- _Work to be completed_:
Tally the lines of the records below that contain the string "backpack", and give only that number.

[Begin Input data]

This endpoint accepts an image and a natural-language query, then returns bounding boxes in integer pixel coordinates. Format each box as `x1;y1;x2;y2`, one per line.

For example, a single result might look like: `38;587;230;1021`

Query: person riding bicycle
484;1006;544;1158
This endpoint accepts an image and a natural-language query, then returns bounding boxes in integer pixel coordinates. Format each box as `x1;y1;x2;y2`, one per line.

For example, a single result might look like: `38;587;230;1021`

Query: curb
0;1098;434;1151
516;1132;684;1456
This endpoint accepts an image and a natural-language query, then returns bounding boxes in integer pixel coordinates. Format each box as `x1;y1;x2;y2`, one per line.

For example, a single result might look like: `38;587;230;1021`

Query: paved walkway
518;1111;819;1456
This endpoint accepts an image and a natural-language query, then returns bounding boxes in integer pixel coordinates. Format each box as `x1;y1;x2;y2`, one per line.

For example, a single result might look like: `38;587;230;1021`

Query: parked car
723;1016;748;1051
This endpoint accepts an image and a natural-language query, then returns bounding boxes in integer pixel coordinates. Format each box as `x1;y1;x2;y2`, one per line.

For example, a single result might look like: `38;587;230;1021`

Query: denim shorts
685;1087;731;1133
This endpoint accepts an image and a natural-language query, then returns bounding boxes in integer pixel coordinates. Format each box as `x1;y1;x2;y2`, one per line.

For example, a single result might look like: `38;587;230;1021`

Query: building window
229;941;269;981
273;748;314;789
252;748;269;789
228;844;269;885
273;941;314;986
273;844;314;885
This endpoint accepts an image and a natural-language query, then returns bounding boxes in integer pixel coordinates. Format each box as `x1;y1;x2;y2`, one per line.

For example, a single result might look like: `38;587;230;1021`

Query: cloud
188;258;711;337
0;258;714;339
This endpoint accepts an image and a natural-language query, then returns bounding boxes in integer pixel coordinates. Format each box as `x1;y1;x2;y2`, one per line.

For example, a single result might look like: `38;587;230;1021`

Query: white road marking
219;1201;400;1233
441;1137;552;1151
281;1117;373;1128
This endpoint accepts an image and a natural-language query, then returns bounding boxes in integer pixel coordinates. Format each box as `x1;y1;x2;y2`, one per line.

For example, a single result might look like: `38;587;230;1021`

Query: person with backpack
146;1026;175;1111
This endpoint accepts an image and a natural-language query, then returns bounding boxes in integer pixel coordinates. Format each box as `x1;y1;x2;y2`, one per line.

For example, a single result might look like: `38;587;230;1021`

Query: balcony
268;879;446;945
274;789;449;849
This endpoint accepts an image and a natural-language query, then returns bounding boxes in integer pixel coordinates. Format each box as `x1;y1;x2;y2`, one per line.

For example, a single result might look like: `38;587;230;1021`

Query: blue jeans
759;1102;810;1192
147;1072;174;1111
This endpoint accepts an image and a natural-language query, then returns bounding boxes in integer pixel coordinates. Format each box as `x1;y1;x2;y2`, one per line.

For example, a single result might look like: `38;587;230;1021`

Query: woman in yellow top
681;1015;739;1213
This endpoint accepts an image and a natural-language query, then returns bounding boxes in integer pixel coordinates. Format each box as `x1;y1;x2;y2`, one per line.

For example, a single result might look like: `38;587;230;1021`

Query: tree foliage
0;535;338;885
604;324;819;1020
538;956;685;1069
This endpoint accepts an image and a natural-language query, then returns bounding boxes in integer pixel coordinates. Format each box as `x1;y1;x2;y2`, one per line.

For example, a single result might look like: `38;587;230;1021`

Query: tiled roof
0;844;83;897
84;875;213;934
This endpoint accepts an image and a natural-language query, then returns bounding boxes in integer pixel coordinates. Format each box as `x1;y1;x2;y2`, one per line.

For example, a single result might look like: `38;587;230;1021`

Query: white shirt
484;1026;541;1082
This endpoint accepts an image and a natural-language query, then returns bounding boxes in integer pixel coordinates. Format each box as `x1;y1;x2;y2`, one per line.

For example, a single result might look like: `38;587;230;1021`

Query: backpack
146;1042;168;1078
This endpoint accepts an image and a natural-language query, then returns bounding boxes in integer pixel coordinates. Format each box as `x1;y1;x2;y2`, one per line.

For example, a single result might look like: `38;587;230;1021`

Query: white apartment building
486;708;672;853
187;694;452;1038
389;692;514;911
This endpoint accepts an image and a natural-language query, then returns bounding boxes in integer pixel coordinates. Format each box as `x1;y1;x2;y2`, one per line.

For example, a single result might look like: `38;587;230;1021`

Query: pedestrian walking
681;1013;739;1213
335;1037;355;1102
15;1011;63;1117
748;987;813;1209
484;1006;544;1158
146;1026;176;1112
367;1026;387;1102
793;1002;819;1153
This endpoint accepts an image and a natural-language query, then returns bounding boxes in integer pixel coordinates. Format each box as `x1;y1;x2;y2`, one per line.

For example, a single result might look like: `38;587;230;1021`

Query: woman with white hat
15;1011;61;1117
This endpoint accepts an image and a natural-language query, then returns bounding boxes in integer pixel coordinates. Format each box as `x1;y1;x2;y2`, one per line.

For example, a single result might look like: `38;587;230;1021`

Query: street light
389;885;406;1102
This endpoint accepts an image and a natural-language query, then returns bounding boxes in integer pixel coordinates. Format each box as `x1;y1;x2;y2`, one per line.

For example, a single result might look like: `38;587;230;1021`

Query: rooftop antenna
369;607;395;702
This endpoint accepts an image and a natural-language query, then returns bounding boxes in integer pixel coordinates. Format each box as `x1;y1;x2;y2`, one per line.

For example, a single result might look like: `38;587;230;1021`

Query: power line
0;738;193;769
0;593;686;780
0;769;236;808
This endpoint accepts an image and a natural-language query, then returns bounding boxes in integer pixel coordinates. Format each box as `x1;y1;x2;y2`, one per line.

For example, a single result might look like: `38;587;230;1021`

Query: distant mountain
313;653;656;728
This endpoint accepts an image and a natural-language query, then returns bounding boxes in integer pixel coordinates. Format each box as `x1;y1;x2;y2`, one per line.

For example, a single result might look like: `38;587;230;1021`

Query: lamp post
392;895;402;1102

[End Input data]

- _Written solution_:
2